#### REQUISITOS DO EXERCÍCIO:
1) Por favor, liste os tipos de bem-estar que compõem a definição de saúde da ONU citada no trecho.
2) Reproduza literalmente a parte do trecho que vai de "Não por acaso, as" a "segundo a profissional.".

#### TRECHO:
::::::::

Não por acaso, as palavras da psicóloga ecoam o que a ONU entende e define como saúde: “um estado de completo bem-estar físico, mental e social, e não somente ausência de afecções e enfermidades”. A promoção do acesso prático a esse direito pode ser encontrada nos Centros de Atenção Psicossocial (CAPS), onde a atuação da Psicologia deve estar alinhada ao “cuidado centrado na pessoa, não na doença, e na singularização da atenção”, segundo a profissional.

Citando o médico psiquiatra Paulo Amarante, Letícia diz que “não basta reduzir a Reforma Psiquiátrica ao fechamento dos manicômios; deve-se libertar o pensamento de uma racionalidade carcerária, de um olhar  ‘domador’ e segregador que profissionais exerceram durante anos atuando na lógica manicomial, e resgatar a escuta enquanto principal ferramenta de cuidado”. A psicóloga é veemente em suas ponderações ao dizer que, a partir da escuta, torna-se possível a construção de pontes com as demais políticas e com o território. 

Profissionais de Psicologia que atuam nas equipes de CAPS, com embasamento nos referenciais teóricos que sustentam a prática, defende a psicóloga, podem apoiar a clínica ampliada, uma das diretrizes da Política Nacional de Humanização. “A ampliação da clínica, tendo a escuta como principal ferramenta, busca aumentar a autonomia da pessoa usuária, da família e da comunidade, fomentando na equipe a capacidade de apoio e não só o enfoque na cura das doenças”, afirma Letícia.

::::::::

#### MATERIAL PARA ANÁLISE:

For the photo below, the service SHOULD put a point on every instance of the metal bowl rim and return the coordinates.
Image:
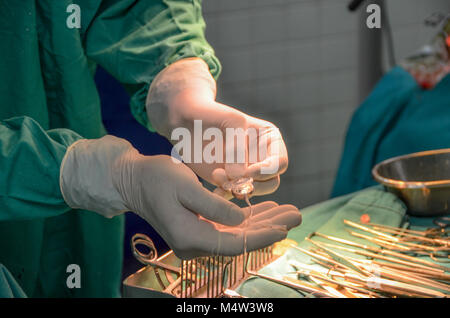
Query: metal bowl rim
(410, 184)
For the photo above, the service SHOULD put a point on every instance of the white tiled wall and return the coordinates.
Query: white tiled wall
(294, 62)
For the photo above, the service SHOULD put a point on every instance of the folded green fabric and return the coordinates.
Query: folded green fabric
(327, 218)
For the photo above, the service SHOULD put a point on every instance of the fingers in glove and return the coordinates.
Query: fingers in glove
(268, 168)
(266, 187)
(212, 206)
(273, 212)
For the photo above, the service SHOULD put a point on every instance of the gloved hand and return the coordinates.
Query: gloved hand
(109, 176)
(185, 92)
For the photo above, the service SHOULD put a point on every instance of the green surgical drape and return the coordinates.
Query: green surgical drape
(48, 100)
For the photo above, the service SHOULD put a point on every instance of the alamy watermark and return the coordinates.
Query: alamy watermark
(232, 146)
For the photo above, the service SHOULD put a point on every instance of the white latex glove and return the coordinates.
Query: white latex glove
(109, 176)
(184, 92)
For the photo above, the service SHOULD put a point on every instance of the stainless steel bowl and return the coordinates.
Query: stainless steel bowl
(421, 180)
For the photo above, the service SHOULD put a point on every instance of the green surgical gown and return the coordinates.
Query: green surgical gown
(48, 100)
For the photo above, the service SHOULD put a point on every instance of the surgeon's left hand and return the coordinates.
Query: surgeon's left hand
(185, 92)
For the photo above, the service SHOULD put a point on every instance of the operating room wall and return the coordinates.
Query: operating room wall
(295, 63)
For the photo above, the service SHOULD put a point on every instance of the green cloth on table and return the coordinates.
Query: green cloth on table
(327, 218)
(48, 100)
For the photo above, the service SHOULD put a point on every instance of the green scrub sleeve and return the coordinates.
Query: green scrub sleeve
(134, 40)
(29, 169)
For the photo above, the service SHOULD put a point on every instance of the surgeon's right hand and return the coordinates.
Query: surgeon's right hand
(109, 176)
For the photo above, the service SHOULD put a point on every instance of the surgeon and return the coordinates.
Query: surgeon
(65, 184)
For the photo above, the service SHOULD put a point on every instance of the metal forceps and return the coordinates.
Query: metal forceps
(151, 258)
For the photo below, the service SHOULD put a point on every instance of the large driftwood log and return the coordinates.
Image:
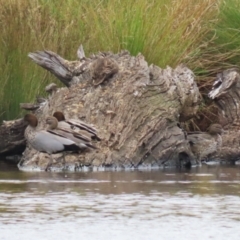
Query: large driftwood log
(226, 94)
(135, 107)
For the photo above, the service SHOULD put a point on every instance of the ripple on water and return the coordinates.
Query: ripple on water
(121, 206)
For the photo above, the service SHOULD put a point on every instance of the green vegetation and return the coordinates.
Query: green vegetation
(203, 34)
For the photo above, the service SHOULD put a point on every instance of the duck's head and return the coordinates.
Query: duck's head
(59, 116)
(31, 119)
(215, 129)
(52, 122)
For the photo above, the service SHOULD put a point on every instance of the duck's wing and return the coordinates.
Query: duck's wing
(81, 127)
(51, 143)
(196, 138)
(80, 139)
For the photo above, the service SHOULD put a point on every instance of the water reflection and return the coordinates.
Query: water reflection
(200, 203)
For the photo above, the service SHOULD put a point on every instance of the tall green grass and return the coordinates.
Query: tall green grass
(167, 32)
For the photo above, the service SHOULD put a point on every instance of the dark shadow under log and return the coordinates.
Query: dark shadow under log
(135, 107)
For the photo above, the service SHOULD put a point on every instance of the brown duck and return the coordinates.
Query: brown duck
(77, 125)
(45, 140)
(83, 141)
(204, 143)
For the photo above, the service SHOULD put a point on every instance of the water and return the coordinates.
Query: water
(201, 203)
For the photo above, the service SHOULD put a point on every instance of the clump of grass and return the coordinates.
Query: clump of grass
(219, 50)
(167, 32)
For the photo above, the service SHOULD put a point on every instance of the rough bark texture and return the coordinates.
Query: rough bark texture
(12, 136)
(135, 107)
(226, 95)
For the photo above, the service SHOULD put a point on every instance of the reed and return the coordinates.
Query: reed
(167, 32)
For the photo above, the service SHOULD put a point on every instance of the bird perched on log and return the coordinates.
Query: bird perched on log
(205, 143)
(77, 125)
(83, 141)
(47, 141)
(103, 69)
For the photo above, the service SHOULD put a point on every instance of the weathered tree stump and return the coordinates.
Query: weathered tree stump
(226, 95)
(135, 107)
(12, 136)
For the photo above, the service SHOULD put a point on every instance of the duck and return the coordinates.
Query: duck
(204, 143)
(83, 141)
(76, 125)
(47, 141)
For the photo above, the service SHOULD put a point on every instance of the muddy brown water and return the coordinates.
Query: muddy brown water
(201, 203)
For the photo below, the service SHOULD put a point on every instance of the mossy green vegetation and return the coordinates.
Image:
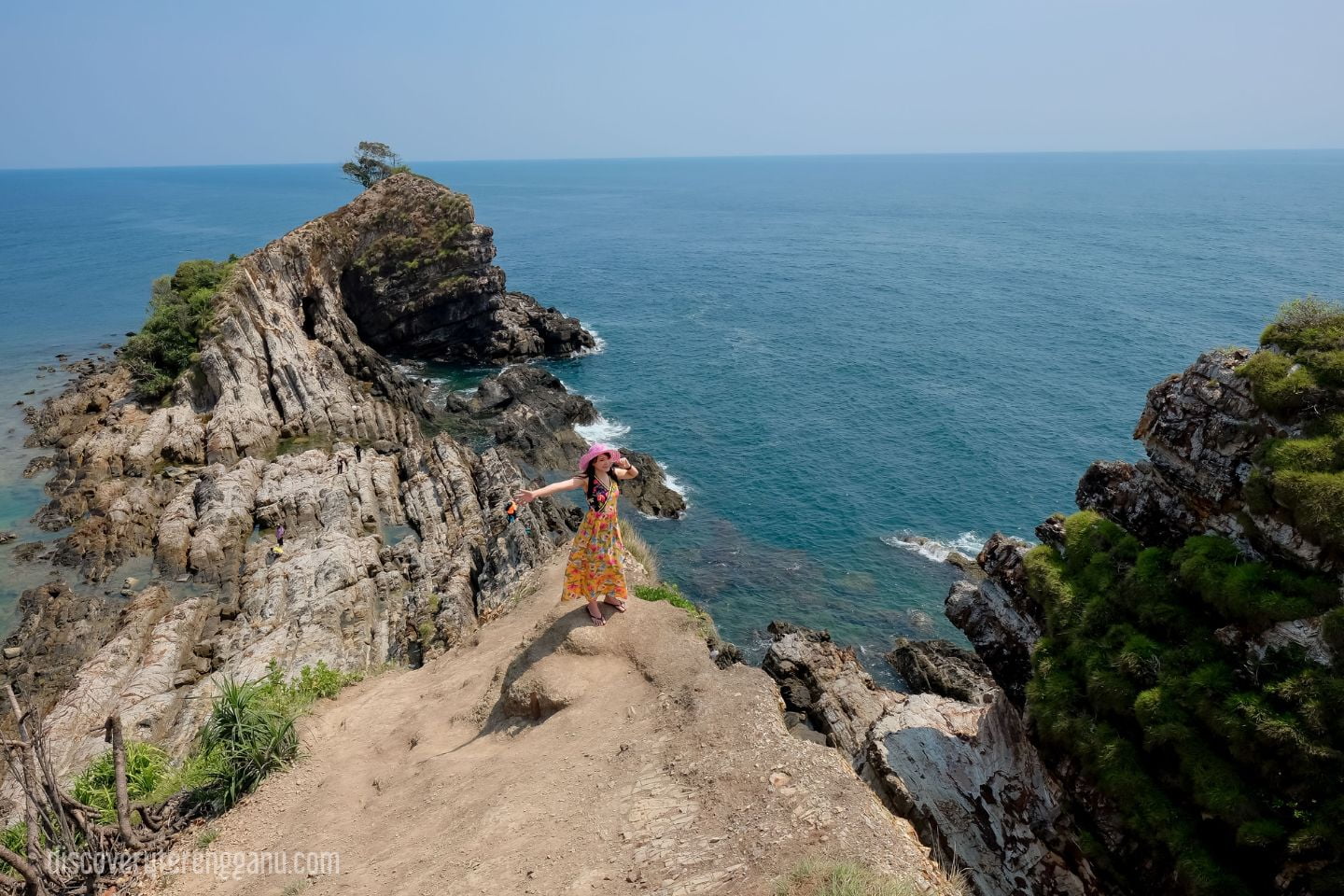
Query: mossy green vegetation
(1225, 762)
(182, 309)
(1298, 376)
(434, 239)
(1301, 363)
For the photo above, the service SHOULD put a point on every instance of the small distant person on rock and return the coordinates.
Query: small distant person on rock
(595, 568)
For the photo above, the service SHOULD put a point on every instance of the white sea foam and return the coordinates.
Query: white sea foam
(967, 544)
(598, 344)
(672, 483)
(604, 430)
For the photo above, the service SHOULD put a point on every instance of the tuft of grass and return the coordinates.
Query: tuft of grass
(813, 877)
(249, 735)
(147, 768)
(668, 592)
(1307, 324)
(638, 548)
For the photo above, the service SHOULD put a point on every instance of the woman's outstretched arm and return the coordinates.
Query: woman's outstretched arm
(528, 495)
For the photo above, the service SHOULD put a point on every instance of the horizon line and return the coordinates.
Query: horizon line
(695, 158)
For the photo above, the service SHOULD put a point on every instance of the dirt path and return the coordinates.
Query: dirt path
(655, 771)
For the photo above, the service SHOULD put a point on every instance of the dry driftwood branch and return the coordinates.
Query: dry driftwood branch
(60, 822)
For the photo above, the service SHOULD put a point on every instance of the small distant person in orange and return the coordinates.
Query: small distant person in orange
(595, 568)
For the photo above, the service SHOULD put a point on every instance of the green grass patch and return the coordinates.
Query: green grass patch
(439, 238)
(812, 877)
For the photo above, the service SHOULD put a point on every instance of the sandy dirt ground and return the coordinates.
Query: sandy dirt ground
(556, 757)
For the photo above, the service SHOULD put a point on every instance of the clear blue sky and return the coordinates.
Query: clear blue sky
(176, 82)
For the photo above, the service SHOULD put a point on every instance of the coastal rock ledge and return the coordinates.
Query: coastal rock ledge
(397, 544)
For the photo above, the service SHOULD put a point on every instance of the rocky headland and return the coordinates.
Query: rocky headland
(397, 544)
(1147, 706)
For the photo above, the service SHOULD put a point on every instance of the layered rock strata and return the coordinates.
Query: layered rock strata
(962, 771)
(396, 535)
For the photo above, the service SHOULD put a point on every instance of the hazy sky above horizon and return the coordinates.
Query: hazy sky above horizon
(165, 82)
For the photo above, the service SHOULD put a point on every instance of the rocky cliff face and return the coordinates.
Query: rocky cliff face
(1200, 430)
(396, 539)
(959, 767)
(1206, 440)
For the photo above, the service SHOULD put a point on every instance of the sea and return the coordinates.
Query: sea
(828, 354)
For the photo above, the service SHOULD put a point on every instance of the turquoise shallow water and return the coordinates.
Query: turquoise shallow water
(823, 351)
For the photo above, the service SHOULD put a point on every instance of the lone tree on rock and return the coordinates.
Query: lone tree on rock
(372, 162)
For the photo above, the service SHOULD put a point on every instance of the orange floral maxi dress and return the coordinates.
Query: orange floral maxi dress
(595, 571)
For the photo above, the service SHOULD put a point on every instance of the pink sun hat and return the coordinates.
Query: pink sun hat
(598, 448)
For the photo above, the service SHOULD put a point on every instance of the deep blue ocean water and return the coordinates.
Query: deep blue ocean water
(825, 352)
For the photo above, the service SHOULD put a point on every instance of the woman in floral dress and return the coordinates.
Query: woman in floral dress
(595, 568)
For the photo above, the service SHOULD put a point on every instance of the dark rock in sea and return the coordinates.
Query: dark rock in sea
(998, 615)
(941, 668)
(530, 414)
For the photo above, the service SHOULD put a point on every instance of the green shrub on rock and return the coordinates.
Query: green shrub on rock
(1222, 759)
(180, 314)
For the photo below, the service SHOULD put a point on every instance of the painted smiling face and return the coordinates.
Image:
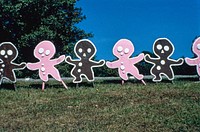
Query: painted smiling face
(8, 52)
(124, 48)
(163, 48)
(44, 49)
(196, 46)
(85, 49)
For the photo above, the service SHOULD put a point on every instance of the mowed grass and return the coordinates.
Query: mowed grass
(105, 107)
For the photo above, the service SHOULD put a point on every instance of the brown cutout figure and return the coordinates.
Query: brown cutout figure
(8, 53)
(163, 49)
(85, 51)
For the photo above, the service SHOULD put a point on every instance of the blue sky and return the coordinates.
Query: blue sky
(142, 22)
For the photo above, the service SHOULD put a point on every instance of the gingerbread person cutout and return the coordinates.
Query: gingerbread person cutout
(195, 61)
(8, 53)
(163, 49)
(123, 50)
(44, 51)
(85, 51)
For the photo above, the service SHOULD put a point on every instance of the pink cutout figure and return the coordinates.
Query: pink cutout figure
(44, 51)
(123, 49)
(195, 61)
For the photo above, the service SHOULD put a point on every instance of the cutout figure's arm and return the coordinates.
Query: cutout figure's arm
(148, 59)
(69, 60)
(137, 59)
(20, 66)
(99, 63)
(179, 61)
(33, 66)
(191, 62)
(59, 60)
(113, 64)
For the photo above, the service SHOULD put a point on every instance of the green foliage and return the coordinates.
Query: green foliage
(27, 22)
(130, 107)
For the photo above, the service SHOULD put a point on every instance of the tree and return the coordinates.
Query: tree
(27, 22)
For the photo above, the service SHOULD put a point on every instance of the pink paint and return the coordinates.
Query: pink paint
(44, 51)
(195, 61)
(123, 50)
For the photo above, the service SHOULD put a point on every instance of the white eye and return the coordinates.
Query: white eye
(89, 50)
(3, 52)
(159, 47)
(80, 50)
(119, 49)
(41, 50)
(198, 46)
(9, 52)
(166, 48)
(126, 51)
(47, 52)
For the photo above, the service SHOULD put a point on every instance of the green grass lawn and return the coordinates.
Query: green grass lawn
(105, 107)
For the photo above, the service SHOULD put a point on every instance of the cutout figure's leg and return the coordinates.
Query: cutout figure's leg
(77, 85)
(122, 82)
(11, 77)
(14, 86)
(43, 86)
(135, 72)
(170, 75)
(90, 76)
(143, 82)
(123, 75)
(55, 74)
(156, 74)
(77, 76)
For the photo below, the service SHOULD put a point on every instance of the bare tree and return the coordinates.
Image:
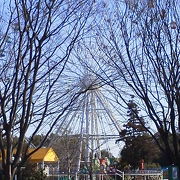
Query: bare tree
(136, 50)
(36, 39)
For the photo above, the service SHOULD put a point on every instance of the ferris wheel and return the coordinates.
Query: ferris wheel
(91, 118)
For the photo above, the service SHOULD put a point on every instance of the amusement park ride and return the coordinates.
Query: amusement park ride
(91, 120)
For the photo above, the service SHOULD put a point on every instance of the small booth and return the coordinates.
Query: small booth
(43, 157)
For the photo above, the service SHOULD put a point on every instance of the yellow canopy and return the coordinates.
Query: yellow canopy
(43, 154)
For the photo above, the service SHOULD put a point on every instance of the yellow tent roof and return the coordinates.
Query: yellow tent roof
(43, 154)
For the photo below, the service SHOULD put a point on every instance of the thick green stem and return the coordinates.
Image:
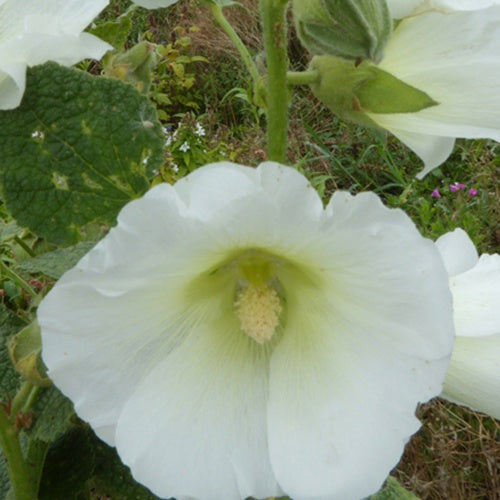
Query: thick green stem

::::::::

#### RESULTADOS EM ORDEM:
1) Físico, mental e social.

2)
Não por acaso, as palavras da psicóloga ecoam o que a ONU entende e define como saúde: “um estado de completo bem-estar físico, mental e social, e não somente ausência de afecções e enfermidades”. A promoção do acesso prático a esse direito pode ser encontrada nos Centros de Atenção Psicossocial (CAPS), onde a atuação da Psicologia deve estar alinhada ao “cuidado centrado na pessoa, não na doença, e na singularização da atenção”, segundo a profissional.